### KUTIPAN SUMBER:
|---|

Saya berbaik sangka saja pada mereka bahwa mereka mengeluarkan fatwa demikian tidak lain karena mereka begitu cinta dan sayangnya pada Indonesia. Dan rasa sayang mereka pada bangsa ini tidak muncul dari kehendak mereka sendiri, melainkan memang diperintahkan langsung oleh Tuhan sehingga fatwa-fatwa mereka bertiga tak perlu diragukan lagi kesahihannya.
 
Sampai di sini, Anda pasti sudah bisa memahami, kenapa saya begitu mencintai ketiga manusia tokcer dunia-barzakh-makhsyar-akhirat ini.
Selain itu, saya selalu memendam keinginan untuk kapan kiranya saya bisa mengundang mereka bertiga ke rumah saya yang penuh rayapan itu. Lalu mengajak mereka makan jagung bakar malam-malam, menghirup kopi hangat campur jahe bakar sambil memandang ke atas langit yang penuh bintang bertaburan.
 
Saya ingin sekali berbicara banyak dengan mereka sambil menatap wajah mereka yang begitu bercahaya yang sekaligus tergambar peta-peta surga yang di bawahnya mengalir sungai-sungai. Bila keinginan saya terkabul, saya ingin sekali mengungkapkan perasaan saya;
 
"Buka baju batik, sorban dan jubahmu, kekasih. Keluarlah sejenak dari barisan jemaahmu, yang barangkali karena teriakan gempita dan elu-elu merekalah engkau tegak berdiri bak satu-satunya orang suci. Kenakan pakaian kesederhanaan sebagaimana Abu Bakar yang mengenakan kain bersulam daun kurma usai seluruh rekeningnya ia serahkan untuk Islam semuanya. Berkunjunglah ke pelosok-pelosok kampung yang kumuh, dan bawakan kami yang kelaparan ini makanan-makanan yang ada di rumahmu sebagaimana Umar bergerilya malam-malam, memikul sendiri gandum di pundaknya demi mengetahui rakyatnya yang kelaparan. Kibarkan bendera kasih sayangmu. Terbangkan burung-burung kerendahhatianmu. Bela kami tanpa harus meremehkan hasil perjuangan yang sudah dibayar dengan niat suci, darah dan air mata oleh para orang tua kami yang karena jasanya engkau bisa terus berdzikir di negeri ini. Temukan Islam bukan sekadar pada jemaahmu yang begitu runduk di hadapanmu. Tapi juga di sini, di rumah-rumah yang barangkali penghuninya tak seagama dengan agamamu. Bila tauhidmu tegak, kekasih. Bila syahadatmu nyalang dalam pandangan, niscaya kau akan tahu bahwa mereka yang tak seiman denganmu, semuanya tercipta bukan dari tanganmu yang gemar menenteng tasbih itu, melainkan dari 'Tangan' Tuhanmu juga. Lalu bagaimana mungkin, engkau yang selalu mensucikan nama-Nya setiap saat, justru berniat memberangus mereka dengan kata jihad dan tegaknya syariat mutlak."

|---|

### TUJUAN 1:
Salin tanpa perubahan baris-baris entri, mulai dari baris pertama entri sampai dengan baris yang memuat "[382,486,491,554]". Gambar tidak perlu disertakan dalam jawaban.
Kutipan di atas dan entri-entri sesudahnya adalah bahan yang tidak saling berkaitan.

|---|

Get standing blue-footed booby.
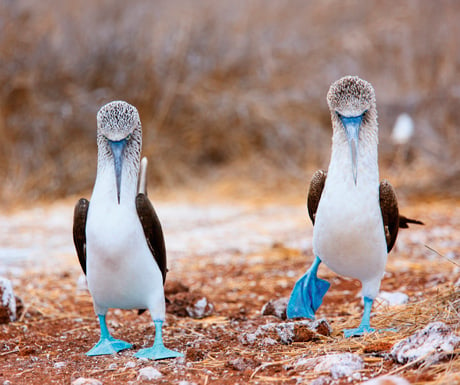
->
[287,76,422,337]
[73,101,182,359]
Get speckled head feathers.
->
[97,101,141,141]
[327,76,375,116]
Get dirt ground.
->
[0,196,460,385]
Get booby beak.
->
[109,139,126,204]
[339,115,363,185]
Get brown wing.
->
[307,170,327,224]
[379,180,399,252]
[136,193,167,284]
[73,198,89,274]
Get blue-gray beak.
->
[339,115,363,185]
[109,139,126,204]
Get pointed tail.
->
[137,156,148,195]
[399,215,425,229]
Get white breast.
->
[313,148,387,290]
[86,170,164,318]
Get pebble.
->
[186,297,214,319]
[137,366,163,381]
[390,322,460,364]
[377,291,409,306]
[71,377,102,385]
[314,353,364,380]
[262,297,289,320]
[0,277,16,324]
[239,319,332,345]
[361,376,410,385]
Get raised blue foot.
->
[286,257,331,319]
[134,321,184,360]
[86,315,132,356]
[86,337,132,356]
[343,297,375,338]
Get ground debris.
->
[261,297,289,320]
[0,277,16,324]
[390,322,460,364]
[239,319,332,345]
[286,353,364,379]
[137,366,163,381]
[71,377,102,385]
[166,292,214,319]
[361,376,410,385]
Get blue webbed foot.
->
[134,344,184,360]
[134,321,184,360]
[86,314,132,356]
[286,257,331,319]
[343,297,375,338]
[86,336,132,356]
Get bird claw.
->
[134,344,184,360]
[86,337,132,356]
[286,258,331,319]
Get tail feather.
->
[399,215,425,229]
[137,156,148,195]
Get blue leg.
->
[286,257,331,319]
[86,314,132,356]
[134,321,184,360]
[343,297,375,338]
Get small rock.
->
[71,377,102,385]
[262,297,289,320]
[165,281,190,296]
[227,357,257,372]
[186,297,214,319]
[166,292,214,318]
[361,376,410,385]
[377,291,409,306]
[137,366,163,381]
[314,353,364,380]
[309,376,332,385]
[0,277,16,324]
[239,319,332,345]
[390,322,460,364]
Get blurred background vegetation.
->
[0,0,460,203]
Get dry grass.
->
[0,0,460,201]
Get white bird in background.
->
[73,101,182,359]
[391,113,414,165]
[287,76,421,337]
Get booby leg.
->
[343,297,375,338]
[86,314,132,356]
[134,320,184,360]
[286,257,331,319]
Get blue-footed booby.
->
[287,76,422,337]
[73,101,182,359]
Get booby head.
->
[327,76,377,185]
[97,101,142,204]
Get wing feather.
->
[307,170,327,224]
[136,193,167,284]
[73,198,89,274]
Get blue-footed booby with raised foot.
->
[287,76,422,337]
[73,101,182,359]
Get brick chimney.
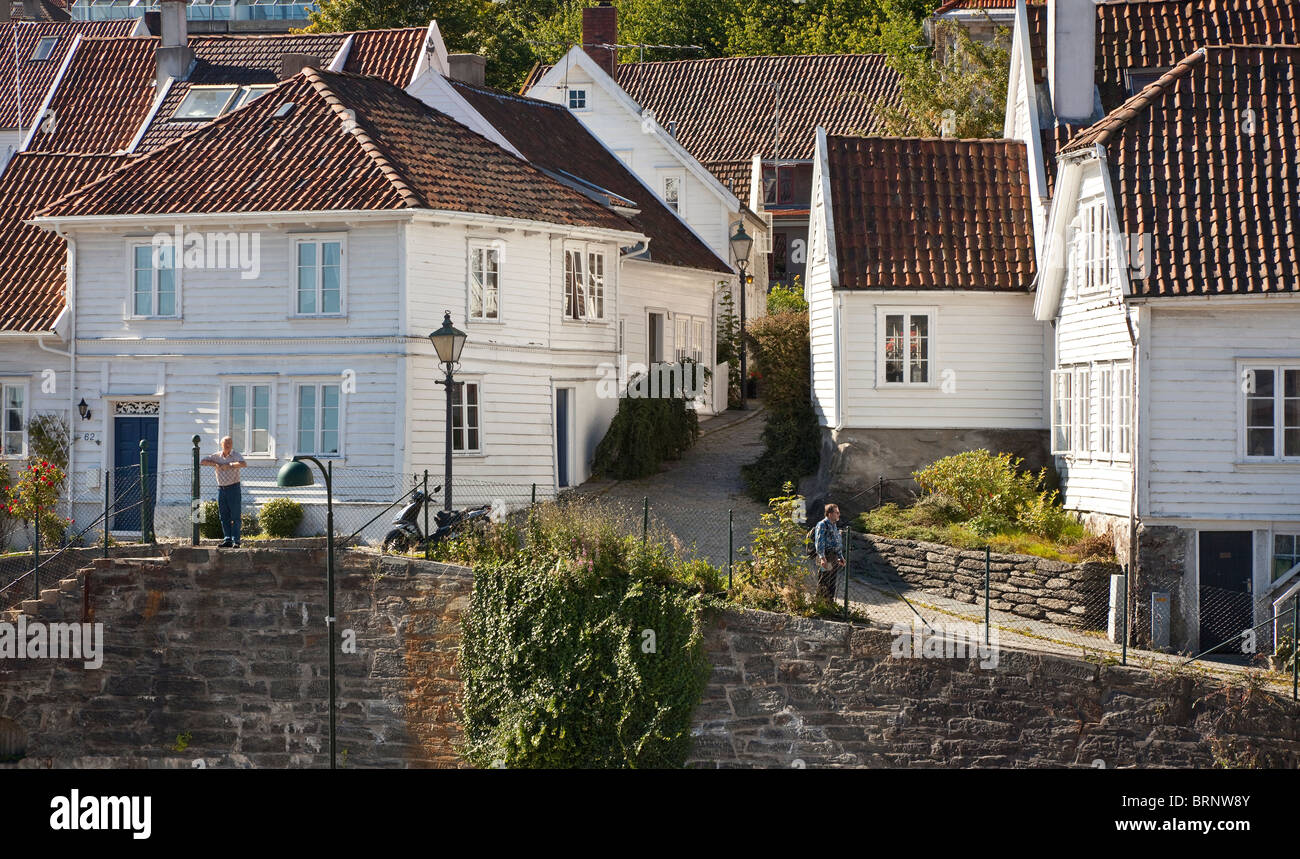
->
[1048,0,1097,123]
[447,53,488,87]
[155,0,194,88]
[582,0,619,78]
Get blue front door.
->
[113,417,159,532]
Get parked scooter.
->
[382,486,491,554]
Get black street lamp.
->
[426,311,465,509]
[276,456,338,769]
[731,221,754,409]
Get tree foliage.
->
[307,0,933,90]
[876,13,1011,138]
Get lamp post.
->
[429,311,465,511]
[731,221,754,409]
[276,456,338,769]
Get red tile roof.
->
[1065,45,1300,296]
[0,153,124,331]
[827,136,1035,291]
[452,83,731,273]
[30,38,157,153]
[525,53,898,200]
[43,69,632,233]
[0,21,135,130]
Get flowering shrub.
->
[5,459,73,545]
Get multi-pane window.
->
[451,382,482,454]
[131,244,177,316]
[226,385,270,455]
[1071,198,1113,295]
[1052,370,1074,454]
[469,246,501,320]
[0,385,27,456]
[1273,534,1300,580]
[663,175,681,213]
[1052,361,1132,460]
[296,383,342,456]
[1242,366,1300,459]
[295,239,343,316]
[564,248,605,320]
[880,312,933,385]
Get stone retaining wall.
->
[850,534,1122,629]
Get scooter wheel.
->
[381,528,411,555]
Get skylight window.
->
[172,87,239,120]
[31,36,59,60]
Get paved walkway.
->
[579,402,767,567]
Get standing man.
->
[814,504,848,602]
[199,435,248,548]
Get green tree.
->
[876,10,1010,138]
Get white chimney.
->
[1048,0,1097,122]
[155,0,194,88]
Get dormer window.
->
[31,36,59,61]
[172,83,276,120]
[172,87,239,120]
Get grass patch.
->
[855,500,1115,564]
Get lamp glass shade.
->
[429,313,465,364]
[276,461,316,486]
[731,224,754,261]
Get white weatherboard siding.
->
[528,61,736,260]
[842,290,1049,429]
[1141,299,1300,521]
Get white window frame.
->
[126,239,185,320]
[218,376,274,459]
[560,242,611,324]
[1235,359,1300,465]
[30,36,59,62]
[1052,366,1074,456]
[876,305,939,389]
[289,233,347,320]
[465,239,506,325]
[0,377,31,460]
[451,377,484,456]
[659,170,686,218]
[290,376,347,459]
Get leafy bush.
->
[736,482,818,615]
[741,312,822,503]
[913,450,1040,521]
[456,491,722,768]
[767,274,809,316]
[592,361,699,480]
[260,498,303,537]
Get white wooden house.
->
[1035,47,1300,651]
[809,130,1050,507]
[22,69,725,529]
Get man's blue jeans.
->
[217,483,241,543]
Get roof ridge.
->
[303,66,426,209]
[1061,47,1208,155]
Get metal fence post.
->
[844,525,853,620]
[1119,564,1128,665]
[140,438,153,543]
[984,546,992,646]
[1291,594,1300,700]
[727,509,736,594]
[31,502,40,599]
[190,433,203,546]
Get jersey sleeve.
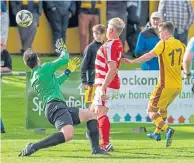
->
[106,42,121,62]
[152,41,165,56]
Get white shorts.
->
[92,86,119,108]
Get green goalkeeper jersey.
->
[30,50,69,108]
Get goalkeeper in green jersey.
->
[19,39,107,156]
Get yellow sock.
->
[162,123,168,132]
[154,116,168,131]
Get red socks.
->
[98,115,110,145]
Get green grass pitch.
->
[1,56,194,163]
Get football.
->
[16,10,33,27]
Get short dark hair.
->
[23,48,38,69]
[92,24,106,34]
[158,21,175,35]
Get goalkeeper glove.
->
[65,57,80,76]
[55,38,67,54]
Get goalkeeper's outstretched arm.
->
[51,39,69,72]
[57,57,80,84]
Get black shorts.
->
[45,101,80,130]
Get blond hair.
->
[108,17,125,35]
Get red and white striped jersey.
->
[95,39,123,89]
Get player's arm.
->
[81,46,91,84]
[51,39,69,72]
[183,38,194,76]
[122,41,165,64]
[1,52,12,72]
[57,57,80,84]
[135,32,146,57]
[121,51,157,64]
[102,61,117,90]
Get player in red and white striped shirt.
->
[92,18,125,151]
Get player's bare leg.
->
[95,105,114,152]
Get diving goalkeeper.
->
[19,40,107,156]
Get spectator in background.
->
[135,12,163,70]
[10,0,42,55]
[0,1,9,45]
[0,39,12,133]
[81,24,106,104]
[79,0,101,55]
[127,1,141,56]
[44,1,76,52]
[1,39,12,72]
[158,0,194,45]
[106,1,127,46]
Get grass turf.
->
[1,56,194,163]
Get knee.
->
[97,108,108,117]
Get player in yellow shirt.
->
[122,21,185,147]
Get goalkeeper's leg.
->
[79,109,108,155]
[19,101,74,156]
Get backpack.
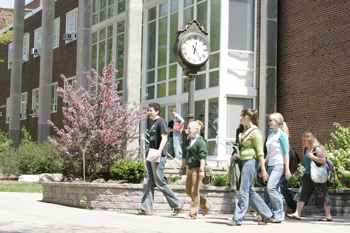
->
[289,146,300,174]
[326,159,338,187]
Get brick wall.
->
[277,0,350,155]
[41,182,350,216]
[0,0,78,140]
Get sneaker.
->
[171,202,184,216]
[226,221,242,226]
[258,218,271,225]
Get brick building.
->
[0,0,350,160]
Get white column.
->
[123,0,142,149]
[38,0,55,143]
[75,0,92,90]
[9,0,25,148]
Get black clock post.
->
[173,20,210,123]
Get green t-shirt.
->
[240,125,264,160]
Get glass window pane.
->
[99,28,106,41]
[169,80,176,96]
[170,0,179,12]
[169,64,177,79]
[159,2,168,17]
[228,0,255,51]
[108,5,114,18]
[182,78,189,93]
[169,13,179,63]
[118,0,125,14]
[92,0,100,13]
[209,71,219,87]
[100,0,107,9]
[147,21,156,69]
[91,44,97,70]
[157,83,166,98]
[208,98,219,138]
[197,1,208,30]
[107,38,113,65]
[184,6,194,24]
[194,74,206,90]
[117,20,125,33]
[100,9,107,22]
[209,0,220,52]
[98,41,106,75]
[107,25,113,37]
[146,86,154,100]
[209,53,220,69]
[158,67,166,82]
[116,34,124,78]
[92,13,98,25]
[148,7,157,21]
[184,0,194,7]
[158,17,168,66]
[146,70,155,84]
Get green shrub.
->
[323,123,350,189]
[213,173,230,187]
[109,157,145,183]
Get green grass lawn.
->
[0,184,43,193]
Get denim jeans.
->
[264,173,297,213]
[169,137,175,158]
[141,157,181,213]
[173,130,182,159]
[264,164,284,220]
[232,159,272,224]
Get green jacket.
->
[184,136,208,169]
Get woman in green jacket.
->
[179,120,212,219]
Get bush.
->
[323,123,350,189]
[109,157,145,183]
[213,173,230,187]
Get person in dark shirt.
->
[137,103,183,216]
[168,120,175,158]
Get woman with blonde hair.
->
[286,131,333,221]
[179,120,212,220]
[226,108,272,226]
[264,113,291,223]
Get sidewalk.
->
[0,192,350,233]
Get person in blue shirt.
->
[264,113,291,223]
[286,131,333,221]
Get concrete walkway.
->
[0,192,350,233]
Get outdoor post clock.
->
[173,20,210,122]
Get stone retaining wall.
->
[41,182,350,216]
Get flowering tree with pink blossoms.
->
[48,59,147,180]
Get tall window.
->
[53,17,61,49]
[34,27,41,57]
[7,43,12,69]
[66,8,78,44]
[92,0,125,25]
[228,0,255,51]
[51,83,58,113]
[31,88,39,116]
[19,92,28,120]
[5,98,11,123]
[23,33,30,61]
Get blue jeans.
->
[141,157,181,213]
[264,164,284,220]
[169,137,175,158]
[264,173,297,213]
[173,130,182,159]
[232,159,272,224]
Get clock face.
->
[181,35,209,65]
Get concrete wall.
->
[42,183,350,216]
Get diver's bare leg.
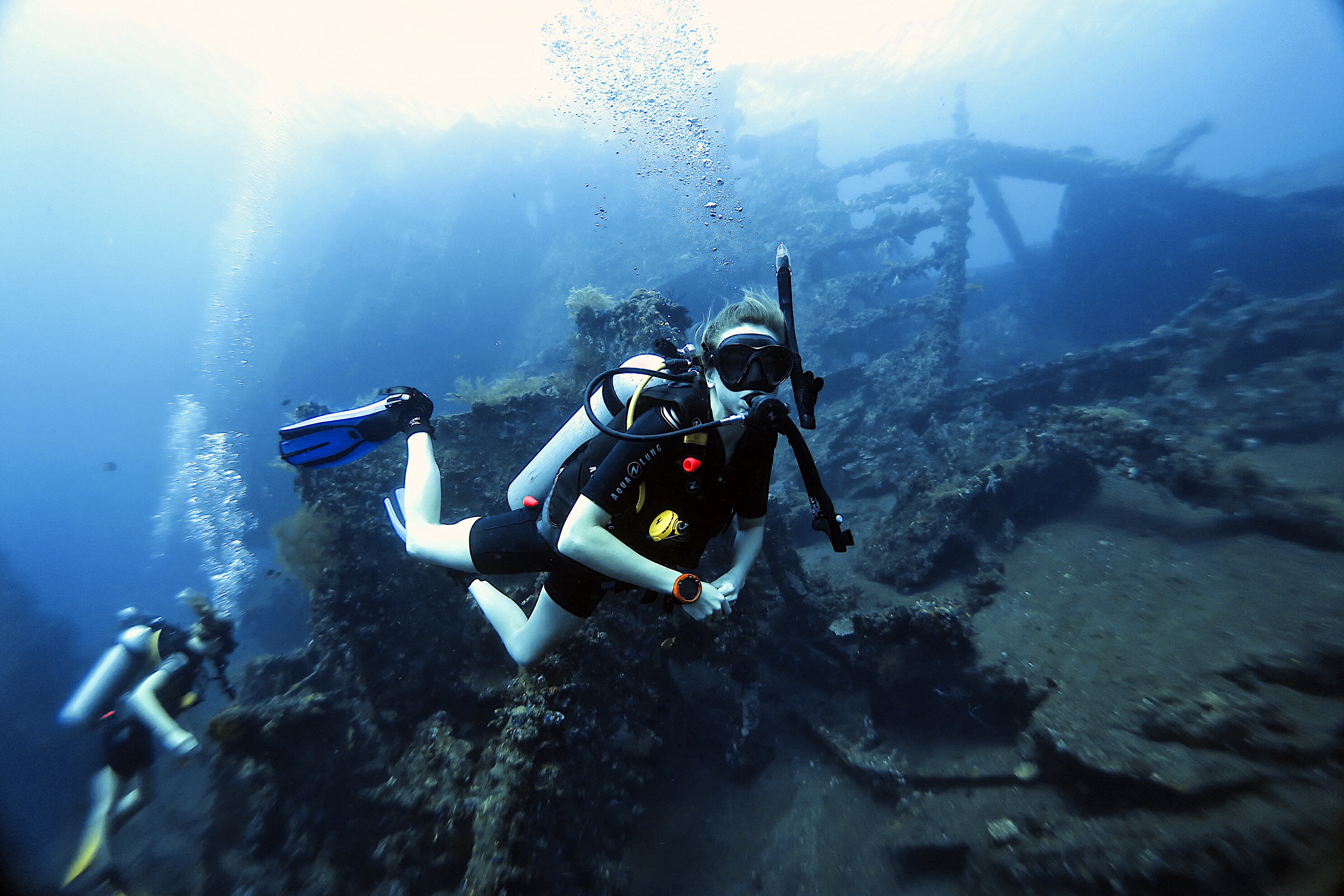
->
[108,766,155,836]
[404,432,480,572]
[62,768,121,887]
[466,579,583,666]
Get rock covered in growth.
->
[207,290,785,895]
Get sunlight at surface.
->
[0,0,1226,140]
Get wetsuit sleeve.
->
[732,430,780,520]
[579,407,677,516]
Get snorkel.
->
[774,243,822,430]
[583,243,853,553]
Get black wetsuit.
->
[102,625,204,778]
[470,385,777,618]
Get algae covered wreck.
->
[195,107,1344,895]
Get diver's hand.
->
[681,582,736,622]
[164,728,200,758]
[714,570,747,602]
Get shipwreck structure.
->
[203,98,1344,896]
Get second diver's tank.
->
[508,355,667,511]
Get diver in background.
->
[58,588,238,889]
[281,296,794,666]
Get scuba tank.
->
[56,607,163,728]
[508,355,667,511]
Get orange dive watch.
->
[672,572,704,603]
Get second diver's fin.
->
[280,388,434,470]
[383,489,406,541]
[60,825,108,889]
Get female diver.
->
[395,297,793,666]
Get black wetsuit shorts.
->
[102,709,155,778]
[470,508,623,619]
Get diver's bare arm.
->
[404,432,480,572]
[714,516,765,600]
[126,669,195,749]
[556,494,731,619]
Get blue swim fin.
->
[280,387,434,470]
[383,489,406,541]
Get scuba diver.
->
[280,245,853,666]
[56,588,238,892]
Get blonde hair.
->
[700,287,788,361]
[177,588,238,653]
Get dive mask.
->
[708,333,793,392]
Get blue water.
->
[0,0,1344,886]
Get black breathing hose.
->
[583,360,747,442]
[583,360,853,553]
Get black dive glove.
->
[373,385,434,438]
[744,395,789,432]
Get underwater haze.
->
[0,0,1344,896]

|---|

### TUJUAN 2:
Lanjutkan kutipan tentang tiga tokoh pemberi fatwa itu, mulai setelah kalimat terakhirnya.

### JAWABAN TERTULIS 1:
Get standing blue-footed booby.
->
[287,76,422,337]
[73,101,182,359]
Get speckled head feathers.
->
[97,101,141,141]
[327,76,375,116]
Get dirt ground.
->
[0,196,460,385]
Get booby beak.
->
[109,139,126,204]
[339,115,363,185]
Get brown wing.
->
[307,170,327,224]
[379,180,399,252]
[136,193,167,284]
[73,198,89,274]
Get blue-gray beak.
->
[339,115,363,185]
[109,139,126,204]
Get pointed tail.
->
[137,156,148,195]
[399,215,425,229]
Get white breast.
->
[313,148,387,290]
[86,170,164,318]
Get pebble.
->
[186,297,214,319]
[137,366,163,381]
[390,322,460,364]
[377,291,409,306]
[71,377,102,385]
[314,353,364,380]
[262,297,289,320]
[0,277,16,324]
[239,319,332,345]
[361,376,410,385]
Get raised blue foot.
->
[286,257,331,319]
[134,321,184,360]
[86,315,132,356]
[86,337,132,356]
[343,297,375,338]
Get ground debris.
->
[261,297,289,320]
[0,277,16,324]
[390,322,460,364]
[239,319,332,345]
[286,353,364,379]
[137,366,163,381]
[71,377,102,385]
[166,292,214,319]
[361,376,410,385]
Get blue webbed foot.
->
[134,344,184,360]
[134,321,184,360]
[86,314,132,356]
[286,257,331,319]
[343,297,375,338]
[86,336,132,356]
Get bird claw.
->
[134,344,184,360]
[86,337,132,356]
[286,258,331,319]
Get tail feather.
->
[399,215,425,229]
[137,156,148,195]
Get blue leg.
->
[286,257,331,319]
[86,314,132,356]
[134,321,184,360]
[343,297,375,338]
Get small rock.
->
[71,377,102,385]
[262,297,289,320]
[165,281,190,296]
[227,357,257,372]
[186,297,214,319]
[166,292,214,318]
[361,376,410,385]
[377,291,409,306]
[137,366,163,381]
[314,353,364,380]
[309,376,332,385]
[0,277,16,324]
[239,319,332,345]
[390,322,460,364]
Get blurred background vegetation.
->
[0,0,460,203]
Get dry grass.
->
[0,0,460,201]
Get white bird in background.
->
[73,101,182,359]
[391,113,414,165]
[287,76,421,337]
Get booby leg.
->
[343,297,375,338]
[86,314,132,356]
[134,320,184,360]
[286,257,331,319]
Get blue-footed booby.
->
[287,76,422,337]
[73,101,182,359]
Get booby head.
->
[327,76,377,185]
[97,101,142,204]
Get wing feather.
->
[307,170,327,224]
[136,193,167,284]
[73,198,89,274]
Get blue-footed booby with raised foot.
->
[287,76,422,337]
[73,101,182,359]
Get brick chimney.
->
[1048,0,1097,123]
[447,53,488,87]
[155,0,194,88]
[582,0,619,78]
Get blue front door.
->
[113,417,159,532]
Get parked scooter.
->
[382,486,491,554]

### JAWABAN TERTULIS 2:
 
Kalau Anda protes, "Masak pada orang yang dicintai berkata begitu..!?" Maka saya tegaskan disini, bahwa meskipun saya mencintai ketiga Ustadz itu, namun saya tak harus selalu membenarkan pendapat mereka, bukan. Selama mereka masih hidup menetap di wilayah kemanusiawian mereka, mereka bertiga tetap berpeluang besar untuk salah dan harus bersedia pula untuk dipersalahkan. Kecuali mereka sudah mendeklarasikan diri bahwa misalnya mereka sudah diangkat derajatnya oleh Tuhan menjadi malaikat. Tapi apa iya...!?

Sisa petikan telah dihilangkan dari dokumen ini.